■ Dataset records
begin
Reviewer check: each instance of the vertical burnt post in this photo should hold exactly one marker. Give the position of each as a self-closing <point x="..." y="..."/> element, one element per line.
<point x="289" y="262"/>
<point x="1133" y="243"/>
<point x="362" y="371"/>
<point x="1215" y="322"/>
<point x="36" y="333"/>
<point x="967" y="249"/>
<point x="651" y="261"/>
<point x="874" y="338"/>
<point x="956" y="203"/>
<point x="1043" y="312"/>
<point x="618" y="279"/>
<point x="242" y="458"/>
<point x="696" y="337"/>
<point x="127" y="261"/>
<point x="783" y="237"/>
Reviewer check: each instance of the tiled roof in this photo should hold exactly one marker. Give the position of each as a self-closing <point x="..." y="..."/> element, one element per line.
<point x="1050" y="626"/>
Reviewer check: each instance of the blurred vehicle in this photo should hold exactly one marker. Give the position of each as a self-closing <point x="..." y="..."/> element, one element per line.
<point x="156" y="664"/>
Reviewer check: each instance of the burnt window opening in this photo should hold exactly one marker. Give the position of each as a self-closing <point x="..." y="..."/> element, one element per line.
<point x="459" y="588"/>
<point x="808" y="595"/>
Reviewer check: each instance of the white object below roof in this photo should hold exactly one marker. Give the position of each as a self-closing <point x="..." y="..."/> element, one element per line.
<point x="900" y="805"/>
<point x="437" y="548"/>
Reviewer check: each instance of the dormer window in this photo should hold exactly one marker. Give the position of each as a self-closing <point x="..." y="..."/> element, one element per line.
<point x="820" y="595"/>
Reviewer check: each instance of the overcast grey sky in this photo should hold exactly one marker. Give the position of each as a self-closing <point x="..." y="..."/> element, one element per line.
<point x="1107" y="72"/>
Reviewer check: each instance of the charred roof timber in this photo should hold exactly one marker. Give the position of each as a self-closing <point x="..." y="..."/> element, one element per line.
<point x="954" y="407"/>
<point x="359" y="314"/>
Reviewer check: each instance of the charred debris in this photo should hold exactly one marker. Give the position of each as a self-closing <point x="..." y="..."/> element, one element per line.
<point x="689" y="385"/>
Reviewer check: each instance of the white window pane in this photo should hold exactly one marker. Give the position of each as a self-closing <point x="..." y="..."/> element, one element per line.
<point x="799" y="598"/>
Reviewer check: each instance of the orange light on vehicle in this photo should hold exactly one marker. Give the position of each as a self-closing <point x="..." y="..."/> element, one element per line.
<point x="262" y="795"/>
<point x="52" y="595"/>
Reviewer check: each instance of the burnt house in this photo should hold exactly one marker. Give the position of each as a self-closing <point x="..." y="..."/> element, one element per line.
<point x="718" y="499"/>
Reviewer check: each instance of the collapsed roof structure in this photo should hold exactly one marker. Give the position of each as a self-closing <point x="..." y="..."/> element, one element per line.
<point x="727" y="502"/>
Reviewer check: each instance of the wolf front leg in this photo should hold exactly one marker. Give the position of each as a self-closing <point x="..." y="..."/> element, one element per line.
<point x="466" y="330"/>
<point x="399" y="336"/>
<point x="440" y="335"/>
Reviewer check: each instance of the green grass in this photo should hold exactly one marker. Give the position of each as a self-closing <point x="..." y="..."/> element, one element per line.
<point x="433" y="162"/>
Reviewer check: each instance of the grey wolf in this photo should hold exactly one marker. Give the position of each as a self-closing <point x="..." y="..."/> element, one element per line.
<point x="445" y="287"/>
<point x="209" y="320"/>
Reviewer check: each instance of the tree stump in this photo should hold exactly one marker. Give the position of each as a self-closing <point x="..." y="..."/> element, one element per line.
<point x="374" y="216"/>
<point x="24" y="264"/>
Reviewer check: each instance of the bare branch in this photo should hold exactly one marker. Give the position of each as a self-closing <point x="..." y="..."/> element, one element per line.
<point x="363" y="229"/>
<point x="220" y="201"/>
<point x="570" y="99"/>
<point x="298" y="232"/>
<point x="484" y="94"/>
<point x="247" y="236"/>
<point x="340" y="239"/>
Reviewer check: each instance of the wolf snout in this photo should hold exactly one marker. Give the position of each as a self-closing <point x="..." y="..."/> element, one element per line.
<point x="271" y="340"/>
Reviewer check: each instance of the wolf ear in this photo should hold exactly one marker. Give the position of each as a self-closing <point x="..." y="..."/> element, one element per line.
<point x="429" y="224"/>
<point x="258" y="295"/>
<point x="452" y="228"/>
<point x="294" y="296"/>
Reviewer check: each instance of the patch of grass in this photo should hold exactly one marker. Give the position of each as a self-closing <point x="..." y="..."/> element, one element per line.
end
■ EXERCISE TASK
Go through the listing and print each line exactly as it appears.

■ RESULT OF THE EXERCISE
Reviewer check: each instance of the vertical burnt post in this photo should hold exactly one marker. Give the position of each as a self-closing <point x="..." y="..."/> element, one element per line.
<point x="289" y="262"/>
<point x="1133" y="243"/>
<point x="362" y="371"/>
<point x="1215" y="322"/>
<point x="36" y="333"/>
<point x="967" y="249"/>
<point x="651" y="261"/>
<point x="874" y="338"/>
<point x="956" y="203"/>
<point x="1043" y="312"/>
<point x="618" y="279"/>
<point x="242" y="458"/>
<point x="696" y="337"/>
<point x="127" y="261"/>
<point x="783" y="237"/>
Reviewer check: each instance of the tiled roof in this photo should hold exactly one marker. Give the position of each as a self-closing <point x="..." y="..."/> element, one element per line.
<point x="1050" y="626"/>
Reviewer check: each instance of the blurred vehicle in this photo should hold exactly one marker. Give the position of each as a self-closing <point x="..." y="..."/> element, one element per line.
<point x="156" y="664"/>
Reviewer check: each instance of the burnt window opening in this photo should hold exactly one marker. Give the position of each as a self-closing <point x="..." y="..."/> element, one element per line.
<point x="459" y="588"/>
<point x="808" y="595"/>
Reviewer check: each instance of the white object below roof in this photo should hold exactly one marker. Give the position of each as a self-closing <point x="..." y="..."/> element, one element per line.
<point x="900" y="805"/>
<point x="437" y="548"/>
Reviewer check: each instance of the dormer window in this photo should hold exactly one marker. Give the position of each as a self-closing <point x="..." y="..."/> element, one element per line.
<point x="820" y="595"/>
Reviewer check: each instance of the overcast grey sky in this photo should hold exactly one marker. Give the position of each as a self-closing <point x="..." y="..."/> element, one element per line.
<point x="1107" y="72"/>
Reviewer check: each instance of the charred roof timber in this photo should hold exactly one marker. Give the position of each as a self-closing <point x="..." y="..."/> element, one element per line.
<point x="954" y="407"/>
<point x="359" y="314"/>
Reviewer check: each instance of the charred debris in this photo should hold exactly one marker. Give the position of each as a self-closing <point x="..." y="..."/> element, one element per line.
<point x="689" y="385"/>
Reviewer check: each instance of the white window pane in this photo should hold exactly one marker. Give the position of each as a self-closing <point x="..." y="..."/> element, one element per line.
<point x="799" y="598"/>
Reviewer check: each instance of the orange light on vehicle in this photo should hold exactly one marker. Give the position of each as a self-closing <point x="..." y="..."/> element, one element per line.
<point x="262" y="795"/>
<point x="52" y="595"/>
Reviewer check: each instance of the burnt house in this photo should hold exactly one marker. Give the position of each as a self-closing <point x="..." y="..."/> element, one element per line.
<point x="718" y="499"/>
Reviewer check: each instance of the collapsed roof structure in this photo should hold exactly one marker. Give the position of each as a self-closing <point x="..." y="..."/> element, one element per line.
<point x="727" y="502"/>
Reviewer check: each instance of the wolf front leg in this photo should hold exactly one marker. Give the position of each as a self-closing <point x="..." y="..."/> element, one element per line.
<point x="466" y="330"/>
<point x="399" y="336"/>
<point x="440" y="335"/>
Reviewer check: each instance of the green grass in this photo should hold exactly one marker. Give the position of each as a self-closing <point x="..." y="..."/> element, one element per line.
<point x="433" y="162"/>
Reviewer check: each instance of the grey wolf in this photo should hold exactly one marker. Give the position of each as a self-closing <point x="..." y="..."/> element, one element per line.
<point x="445" y="287"/>
<point x="209" y="320"/>
Reviewer check: each instance of the tree stump in this photo should hold exactly one marker. Give the position of each as a self-closing <point x="..." y="..."/> element, one element per line.
<point x="374" y="216"/>
<point x="24" y="264"/>
Reviewer check: each instance of the bare branch in this photo should hold exactly one marker. Give the position of each as a self-closing <point x="..." y="..."/> element, one element per line.
<point x="363" y="229"/>
<point x="220" y="201"/>
<point x="570" y="99"/>
<point x="298" y="232"/>
<point x="484" y="94"/>
<point x="247" y="236"/>
<point x="340" y="239"/>
Reviewer check: each instance of the wolf snout in this photo should hold exactly one marker. Give the position of each as a self-closing <point x="..." y="..."/> element, one element per line.
<point x="271" y="340"/>
Reviewer check: each instance of the wolf ear in this photo should hold exactly one marker. Give the position of each as a self-closing <point x="..." y="..."/> element, one element per line.
<point x="429" y="224"/>
<point x="258" y="295"/>
<point x="452" y="228"/>
<point x="294" y="296"/>
Reviewer check: each instance of the patch of grass in this photo should hold exactly one marker. Give the position of each as a self-closing <point x="..." y="..."/> element, one element per line.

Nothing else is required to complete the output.